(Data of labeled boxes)
**********
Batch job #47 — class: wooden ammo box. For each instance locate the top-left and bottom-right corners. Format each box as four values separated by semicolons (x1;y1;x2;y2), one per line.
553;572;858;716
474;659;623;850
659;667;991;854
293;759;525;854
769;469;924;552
**********
> [Problem details]
Rewrite the data above, changing "wooden ammo box" to "ammunition crate" and leaving everything else as it is.

> [Exercise result]
Batch job #47 — class: ammunition crate. For each instance locate the top-left and bottom-right corners. Format each box as four values separated by semicolons (x1;y1;x2;y2), one per line.
553;572;858;716
474;659;623;850
659;667;991;854
293;759;525;854
769;469;924;552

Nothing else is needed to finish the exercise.